___ Text block
# October 5&6 weekend pics



## scarrott73 (Apr 13, 2005)




----------



## wickedmfer (Nov 23, 2007)

Nice hunt guys.


----------



## nemitz (Oct 18, 2005)

Looks like you guys had some fun. Nice looking dog.


----------



## deacon (Sep 12, 2003)

Wow!!!


----------



## scarrott73 (Apr 13, 2005)

First banded canada goose out of 138 shot this year


----------



## wickedmfer (Nov 23, 2007)

Your buddies don't seem as happy about that banded bird as you do


----------



## target (Aug 10, 2006)

Nice hunt man,

Hope them extra lookers helped.


----------



## sod44 (Sep 30, 2008)

nice hunt.


----------



## waterfowler22 (Aug 30, 2007)

Good shooting boys. Is that your 1st band.


----------



## scarrott73 (Apr 13, 2005)

That is my friend that shot it. It was his first canada goose band and actually the first band shot in our spread not many in our area.


----------



## hunter121390 (Nov 7, 2006)

wow. nice hunt!


----------



## LaLloyd (Sep 11, 2008)

Excellent gentlemen. 
I'm sorry for the blind and everything else I've done.


----------



## scarrott73 (Apr 13, 2005)

Lloyd everythings chill just get out of the house this weekend so we can shoot more birds and get some good footage


----------



## sdbirdhunter (Oct 7, 2008)
______
___ Data listing
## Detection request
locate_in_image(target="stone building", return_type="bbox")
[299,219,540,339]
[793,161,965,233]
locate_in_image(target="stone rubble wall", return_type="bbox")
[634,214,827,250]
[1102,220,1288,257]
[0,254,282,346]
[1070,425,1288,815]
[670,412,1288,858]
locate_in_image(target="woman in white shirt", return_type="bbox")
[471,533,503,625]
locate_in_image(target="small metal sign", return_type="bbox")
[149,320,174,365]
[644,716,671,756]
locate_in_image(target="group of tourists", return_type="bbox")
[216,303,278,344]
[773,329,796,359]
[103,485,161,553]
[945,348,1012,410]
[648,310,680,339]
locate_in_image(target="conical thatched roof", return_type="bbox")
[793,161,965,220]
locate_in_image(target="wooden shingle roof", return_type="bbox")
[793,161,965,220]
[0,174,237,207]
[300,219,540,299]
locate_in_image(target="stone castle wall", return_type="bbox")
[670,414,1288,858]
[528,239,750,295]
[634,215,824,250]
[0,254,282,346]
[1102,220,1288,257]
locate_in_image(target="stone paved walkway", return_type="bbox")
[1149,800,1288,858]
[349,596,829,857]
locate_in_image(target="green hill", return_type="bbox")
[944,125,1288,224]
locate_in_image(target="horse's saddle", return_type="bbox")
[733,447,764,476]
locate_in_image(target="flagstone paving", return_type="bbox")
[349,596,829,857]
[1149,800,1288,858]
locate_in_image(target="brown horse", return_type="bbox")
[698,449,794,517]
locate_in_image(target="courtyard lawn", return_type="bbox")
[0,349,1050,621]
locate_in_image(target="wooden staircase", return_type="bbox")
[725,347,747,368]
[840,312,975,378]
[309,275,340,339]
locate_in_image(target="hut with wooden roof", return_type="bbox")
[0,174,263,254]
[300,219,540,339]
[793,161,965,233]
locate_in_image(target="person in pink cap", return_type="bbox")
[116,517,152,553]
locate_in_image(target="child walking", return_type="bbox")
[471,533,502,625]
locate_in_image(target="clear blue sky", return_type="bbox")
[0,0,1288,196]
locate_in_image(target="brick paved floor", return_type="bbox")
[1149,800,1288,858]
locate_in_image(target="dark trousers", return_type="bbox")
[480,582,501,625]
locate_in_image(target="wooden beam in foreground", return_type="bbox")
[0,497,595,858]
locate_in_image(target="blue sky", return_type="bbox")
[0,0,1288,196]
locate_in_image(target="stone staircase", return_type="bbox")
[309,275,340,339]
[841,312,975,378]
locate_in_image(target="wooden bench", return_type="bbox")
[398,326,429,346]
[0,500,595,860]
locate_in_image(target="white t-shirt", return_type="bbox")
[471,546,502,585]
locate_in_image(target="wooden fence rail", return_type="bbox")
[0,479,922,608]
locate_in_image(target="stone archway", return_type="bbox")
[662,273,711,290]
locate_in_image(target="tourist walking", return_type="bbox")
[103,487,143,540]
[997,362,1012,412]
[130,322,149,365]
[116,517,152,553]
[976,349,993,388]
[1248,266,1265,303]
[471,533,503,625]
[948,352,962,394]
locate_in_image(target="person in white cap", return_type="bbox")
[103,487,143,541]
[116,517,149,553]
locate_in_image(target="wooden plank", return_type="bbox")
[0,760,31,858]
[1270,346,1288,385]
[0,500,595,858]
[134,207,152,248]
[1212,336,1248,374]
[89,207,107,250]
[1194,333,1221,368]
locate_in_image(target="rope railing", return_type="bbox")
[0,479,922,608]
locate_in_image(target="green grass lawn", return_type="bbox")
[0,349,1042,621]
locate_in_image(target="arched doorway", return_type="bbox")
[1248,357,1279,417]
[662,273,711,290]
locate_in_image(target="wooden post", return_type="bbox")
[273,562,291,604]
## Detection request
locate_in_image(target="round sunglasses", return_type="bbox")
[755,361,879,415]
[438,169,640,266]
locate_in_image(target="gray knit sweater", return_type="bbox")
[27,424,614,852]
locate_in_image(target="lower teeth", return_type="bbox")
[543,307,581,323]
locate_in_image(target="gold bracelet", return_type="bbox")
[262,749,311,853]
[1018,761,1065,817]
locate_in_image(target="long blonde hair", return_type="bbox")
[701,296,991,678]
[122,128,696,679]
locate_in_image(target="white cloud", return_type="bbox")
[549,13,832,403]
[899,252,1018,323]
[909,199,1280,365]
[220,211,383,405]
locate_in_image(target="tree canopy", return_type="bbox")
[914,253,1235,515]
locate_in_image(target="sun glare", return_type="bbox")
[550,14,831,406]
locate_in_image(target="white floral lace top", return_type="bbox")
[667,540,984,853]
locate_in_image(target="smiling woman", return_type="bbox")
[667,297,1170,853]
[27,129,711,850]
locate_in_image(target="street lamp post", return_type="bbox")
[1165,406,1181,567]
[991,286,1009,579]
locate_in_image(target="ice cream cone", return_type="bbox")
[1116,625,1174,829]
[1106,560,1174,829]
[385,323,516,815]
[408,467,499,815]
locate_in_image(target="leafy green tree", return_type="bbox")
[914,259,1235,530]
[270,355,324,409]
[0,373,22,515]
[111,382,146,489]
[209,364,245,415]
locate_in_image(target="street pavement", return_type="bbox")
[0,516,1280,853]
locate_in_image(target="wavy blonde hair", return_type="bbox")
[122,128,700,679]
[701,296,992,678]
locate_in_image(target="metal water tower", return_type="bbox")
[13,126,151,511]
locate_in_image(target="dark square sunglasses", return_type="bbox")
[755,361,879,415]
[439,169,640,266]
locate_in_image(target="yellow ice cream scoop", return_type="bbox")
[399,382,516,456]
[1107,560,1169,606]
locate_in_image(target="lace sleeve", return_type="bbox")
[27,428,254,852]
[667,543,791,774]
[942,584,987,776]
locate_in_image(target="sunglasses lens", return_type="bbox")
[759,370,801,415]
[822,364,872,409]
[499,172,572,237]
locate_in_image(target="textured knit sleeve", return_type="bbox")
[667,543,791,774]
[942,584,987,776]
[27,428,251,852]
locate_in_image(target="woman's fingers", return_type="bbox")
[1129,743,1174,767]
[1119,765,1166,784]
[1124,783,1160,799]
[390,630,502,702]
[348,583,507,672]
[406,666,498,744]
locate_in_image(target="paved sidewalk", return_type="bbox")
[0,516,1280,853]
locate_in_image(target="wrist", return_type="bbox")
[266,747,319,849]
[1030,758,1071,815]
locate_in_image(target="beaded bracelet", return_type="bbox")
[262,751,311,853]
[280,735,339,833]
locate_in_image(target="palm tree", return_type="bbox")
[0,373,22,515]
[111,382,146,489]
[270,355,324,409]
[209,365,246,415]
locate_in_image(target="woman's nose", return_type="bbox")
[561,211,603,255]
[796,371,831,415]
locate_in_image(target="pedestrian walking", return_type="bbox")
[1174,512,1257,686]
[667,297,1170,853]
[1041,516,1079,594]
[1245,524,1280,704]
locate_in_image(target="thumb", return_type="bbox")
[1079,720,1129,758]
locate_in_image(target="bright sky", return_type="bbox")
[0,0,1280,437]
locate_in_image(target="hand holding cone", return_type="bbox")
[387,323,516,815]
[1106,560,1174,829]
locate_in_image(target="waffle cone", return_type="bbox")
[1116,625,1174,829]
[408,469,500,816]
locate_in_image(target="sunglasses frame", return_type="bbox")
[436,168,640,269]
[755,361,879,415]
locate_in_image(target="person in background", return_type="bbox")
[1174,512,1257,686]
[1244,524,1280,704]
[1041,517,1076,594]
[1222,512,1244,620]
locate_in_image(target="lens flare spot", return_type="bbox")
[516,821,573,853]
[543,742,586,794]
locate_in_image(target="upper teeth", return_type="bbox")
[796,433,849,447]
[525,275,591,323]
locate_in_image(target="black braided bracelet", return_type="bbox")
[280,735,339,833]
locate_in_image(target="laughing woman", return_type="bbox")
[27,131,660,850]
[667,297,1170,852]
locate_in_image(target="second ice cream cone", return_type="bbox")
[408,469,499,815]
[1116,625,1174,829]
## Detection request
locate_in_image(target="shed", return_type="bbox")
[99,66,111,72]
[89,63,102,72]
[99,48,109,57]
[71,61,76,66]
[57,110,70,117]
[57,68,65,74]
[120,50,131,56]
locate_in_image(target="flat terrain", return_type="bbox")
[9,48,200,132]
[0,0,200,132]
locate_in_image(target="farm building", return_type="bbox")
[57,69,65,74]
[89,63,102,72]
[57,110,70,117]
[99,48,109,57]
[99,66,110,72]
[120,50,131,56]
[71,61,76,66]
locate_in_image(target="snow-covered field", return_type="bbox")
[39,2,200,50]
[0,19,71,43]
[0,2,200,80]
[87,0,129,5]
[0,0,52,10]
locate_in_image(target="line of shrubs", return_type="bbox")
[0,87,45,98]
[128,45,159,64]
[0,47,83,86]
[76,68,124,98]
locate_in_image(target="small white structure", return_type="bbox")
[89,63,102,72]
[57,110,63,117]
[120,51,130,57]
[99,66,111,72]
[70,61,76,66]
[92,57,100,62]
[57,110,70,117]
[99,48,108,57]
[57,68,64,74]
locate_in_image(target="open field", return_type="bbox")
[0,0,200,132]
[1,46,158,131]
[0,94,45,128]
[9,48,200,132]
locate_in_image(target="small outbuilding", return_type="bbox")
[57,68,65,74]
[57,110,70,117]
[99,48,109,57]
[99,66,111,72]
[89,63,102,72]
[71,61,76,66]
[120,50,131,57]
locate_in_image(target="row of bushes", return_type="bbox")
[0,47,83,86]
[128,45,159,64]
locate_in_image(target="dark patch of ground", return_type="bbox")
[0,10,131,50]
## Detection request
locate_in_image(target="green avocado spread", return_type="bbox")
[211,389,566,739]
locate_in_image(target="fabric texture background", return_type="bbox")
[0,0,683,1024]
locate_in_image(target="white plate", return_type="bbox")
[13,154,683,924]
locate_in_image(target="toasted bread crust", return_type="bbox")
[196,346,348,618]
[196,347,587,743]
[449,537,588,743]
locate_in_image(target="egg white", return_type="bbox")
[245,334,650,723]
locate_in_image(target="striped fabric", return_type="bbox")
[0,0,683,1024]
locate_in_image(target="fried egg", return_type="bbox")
______
Short task A: Extract every line of the entries that contains the string "sleeve".
Short task B: Write the next part of the hunting thread, picking up after its final line.
The hunting thread and the entries have no connection to each other.

Exercise response A:
locate_in_image(target="lace sleeve", return_type="bbox")
locate_in_image(target="textured knit sleeve", return_type="bbox")

Exercise response B:
Nice hunt! What breed is the dog?


----------



## LaLloyd (Sep 11, 2008)

It's a mix between a bulldog and a ****zu.


----------



## scarrott73 (Apr 13, 2005)

Drathaar


----------



## Large munsterlander1 (Feb 11, 2008)

sdbirdhunter said:


> Nice hunt! What breed is the dog?


It would be a German Wirehair or a Griffin!


----------



## nodakoutdoors.com (Feb 27, 2002)

Nice work guys


----------



## Matt Jones (Mar 6, 2002)

Congrats on the band! :beer: Post up the info on it once you get the COA.


----------



## tat2hunter (Jun 21, 2007)

looks like you guys had a good time.


----------



## TNESS (Sep 30, 2008)

Must have been a fun hunt....


----------



## Steelpuck18 (Sep 16, 2008)

nice job guys. :wink:


----------



## waterfowler7 (Sep 16, 2008)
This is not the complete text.